Posted by: Lauren Young on May 07
How important is work-life balance to the First Lady?
Very important.
Here are Michelle Obama’s edited remarks from the Corporate Voices for Working Families event today in Washington. I’m including most of her talk here because she touches on so many burning issues: childcare, balance, sick leave, paid maternity and adoption leave as well as flexible work schedules.
All I can say is, “Amen, sister.”
Says Obama: “I personally…know the challenges of leading a busy life at work and at home, trying to do a good job at both — and always feeling like you’re not quite living up to either — and trying not to pit one against the other, really trying to balance it so that — if people here are like me — I call myself a 120-percenter. If I’m not doing any job at 120 percent, I think I’m failing. So if you’re trying to do that at home and at work, you find it very difficult and stressful and frustrating.
“And even though my current life, trust me, is very different than it was and for most people — and I do know that; I know that right now I am living, as challenging as it may seem, in a very blessed situation, because I have what most families don’t have, is tons of support all around, not just my mother but staff and administration. I have a Chief of Staff and a personal assistant, and everyone needs that; that’s what we need. Everyone should have a Chief of Staff and a set of personal assistants.
“But one thing I know from meeting women and men across the country is that the work-life challenges that I’ve faced aren’t different from the challenges facing other families and undoubtedly many of you.

(Raw records)
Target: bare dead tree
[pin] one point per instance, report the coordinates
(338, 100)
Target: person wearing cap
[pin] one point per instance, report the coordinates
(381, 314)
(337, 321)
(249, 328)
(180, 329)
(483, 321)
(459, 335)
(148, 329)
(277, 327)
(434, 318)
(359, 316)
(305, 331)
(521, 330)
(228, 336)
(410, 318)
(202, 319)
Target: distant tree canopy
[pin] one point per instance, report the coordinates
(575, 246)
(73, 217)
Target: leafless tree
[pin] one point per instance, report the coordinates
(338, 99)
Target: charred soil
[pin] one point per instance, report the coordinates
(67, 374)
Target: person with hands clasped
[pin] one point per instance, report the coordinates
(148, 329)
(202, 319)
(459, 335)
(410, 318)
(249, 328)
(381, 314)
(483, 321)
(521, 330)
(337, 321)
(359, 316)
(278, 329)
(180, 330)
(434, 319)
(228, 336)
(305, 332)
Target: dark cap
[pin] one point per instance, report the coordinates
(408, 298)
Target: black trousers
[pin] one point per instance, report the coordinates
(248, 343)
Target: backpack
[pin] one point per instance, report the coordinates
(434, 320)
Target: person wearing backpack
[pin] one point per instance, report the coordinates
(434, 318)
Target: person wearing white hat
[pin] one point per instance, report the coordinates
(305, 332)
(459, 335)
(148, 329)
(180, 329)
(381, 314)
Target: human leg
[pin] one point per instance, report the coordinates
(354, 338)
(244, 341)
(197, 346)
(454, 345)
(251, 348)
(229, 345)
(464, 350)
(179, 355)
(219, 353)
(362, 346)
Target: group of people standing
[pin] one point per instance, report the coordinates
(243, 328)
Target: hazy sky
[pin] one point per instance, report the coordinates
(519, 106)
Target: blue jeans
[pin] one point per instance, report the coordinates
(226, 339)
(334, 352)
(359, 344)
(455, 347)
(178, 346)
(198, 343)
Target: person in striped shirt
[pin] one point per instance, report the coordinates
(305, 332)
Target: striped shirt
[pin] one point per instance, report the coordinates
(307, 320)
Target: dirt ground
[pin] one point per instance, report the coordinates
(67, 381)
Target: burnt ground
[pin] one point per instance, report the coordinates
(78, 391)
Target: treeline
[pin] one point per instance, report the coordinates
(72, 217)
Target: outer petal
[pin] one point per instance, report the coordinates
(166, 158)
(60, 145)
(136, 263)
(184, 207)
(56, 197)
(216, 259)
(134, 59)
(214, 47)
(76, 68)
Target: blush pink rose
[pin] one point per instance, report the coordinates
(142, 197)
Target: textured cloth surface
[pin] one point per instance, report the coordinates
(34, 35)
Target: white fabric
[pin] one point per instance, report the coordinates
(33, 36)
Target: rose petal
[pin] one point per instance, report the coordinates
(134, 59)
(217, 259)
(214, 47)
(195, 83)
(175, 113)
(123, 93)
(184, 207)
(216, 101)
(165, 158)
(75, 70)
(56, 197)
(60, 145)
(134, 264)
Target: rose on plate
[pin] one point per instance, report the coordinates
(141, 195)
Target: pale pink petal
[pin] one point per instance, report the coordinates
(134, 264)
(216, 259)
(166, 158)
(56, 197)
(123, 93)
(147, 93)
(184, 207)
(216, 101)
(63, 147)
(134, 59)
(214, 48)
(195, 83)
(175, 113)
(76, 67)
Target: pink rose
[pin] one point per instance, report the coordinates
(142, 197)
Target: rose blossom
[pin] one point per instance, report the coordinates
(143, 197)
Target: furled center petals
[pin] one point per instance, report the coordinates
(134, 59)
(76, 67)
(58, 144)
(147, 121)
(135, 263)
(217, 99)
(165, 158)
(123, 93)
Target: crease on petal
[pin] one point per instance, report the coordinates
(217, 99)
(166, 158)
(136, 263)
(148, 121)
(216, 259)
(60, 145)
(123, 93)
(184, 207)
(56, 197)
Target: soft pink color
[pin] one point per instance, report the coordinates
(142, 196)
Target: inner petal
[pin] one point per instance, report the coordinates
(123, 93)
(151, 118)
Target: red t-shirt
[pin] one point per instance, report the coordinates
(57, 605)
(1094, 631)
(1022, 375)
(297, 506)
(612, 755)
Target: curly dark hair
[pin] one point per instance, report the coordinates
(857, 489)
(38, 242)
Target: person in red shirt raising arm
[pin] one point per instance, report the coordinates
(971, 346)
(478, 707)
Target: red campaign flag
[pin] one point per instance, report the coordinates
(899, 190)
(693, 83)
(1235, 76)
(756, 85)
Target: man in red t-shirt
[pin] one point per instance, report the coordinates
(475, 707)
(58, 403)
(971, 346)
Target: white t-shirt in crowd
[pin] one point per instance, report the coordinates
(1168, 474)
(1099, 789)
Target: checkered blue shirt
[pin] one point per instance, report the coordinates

## TO-DO LIST
**A)** For the post on Michelle Obama's work-life remarks, decide whether each statement agrees with it: (i) the remarks were given at an event in Washington; (ii) Obama calls herself an 80-percenter; (iii) Obama says she has a Chief of Staff but no personal assistant. Answer yes or no for each, and quote the words that decide it.
**B)** Proceed with the post on Michelle Obama's work-life remarks, continuing after its final sentence.

## EXERCISE RESULTS
**A)**
(i) Yes: "from the Corporate Voices for Working Families event today in Washington"
(ii) No: "I call myself a 120-percenter."
(iii) No: "I have a Chief of Staff and a personal assistant"

**B)**
“Things are very different for working families than when many of us were growing up. I talked about this a lot on the campaign trail. When I look back on my childhood and the life that my parents provided, working-class folks with not a lot of money, my father was a blue-collar city worker who worked a shift job. But because he earned enough as a shift worker without a college degree, he could still support a family of four on that salary. And because he could, with that salary, support us — we rented a home, we didn’t live lavishly — my mother was able to stay at home. She could afford to make the choice not to go to work while we were growing up. That was how families balanced back then.
“But things are very different today. One income really doesn’t always cut it anymore. And that’s in my lifetime. In most families, both parents have to work, and even if people want to make the choice to stay home. And again, there is no subjective analysis or — of what is better. But people can’t make the choice. It’s even harder for single parents, and there are millions of them all across this country who are trying to build a life for themselves and their children, and they find in an economy that’s tough that they’re not just holding down one but they need a couple of jobs just to make ends meet.
“Twenty-two million working women don’t have a single paid sick day. That means they lose money any time they have to stay home to take care of their kids. You know, imagine making that choice. And we do it all the time. And even when I had sick leave, I found myself, you know, hoping that the kids would stay well, just I couldn’t afford to take the day off because there was a meeting, or something was going on. So your whole life is just contingent upon everything working perfectly. So imagine families who don’t have any sick time. So if somebody gets sick, they have to take time off, and they lose the money that they can’t afford.”
Obama goes on to say that she wants to know how companies are making it work, "because that's how we're going to figure this out, looking at the best practices and figuring out how we can replicate that -- employers here learn how to implement programs that are beneficial to the bottom line," she says.
Finally, as a manager, Obama says that when you provide programs that enable employees to remain productive in their work, which everybody wants to do, they have to feel like their home life is stable and manageable.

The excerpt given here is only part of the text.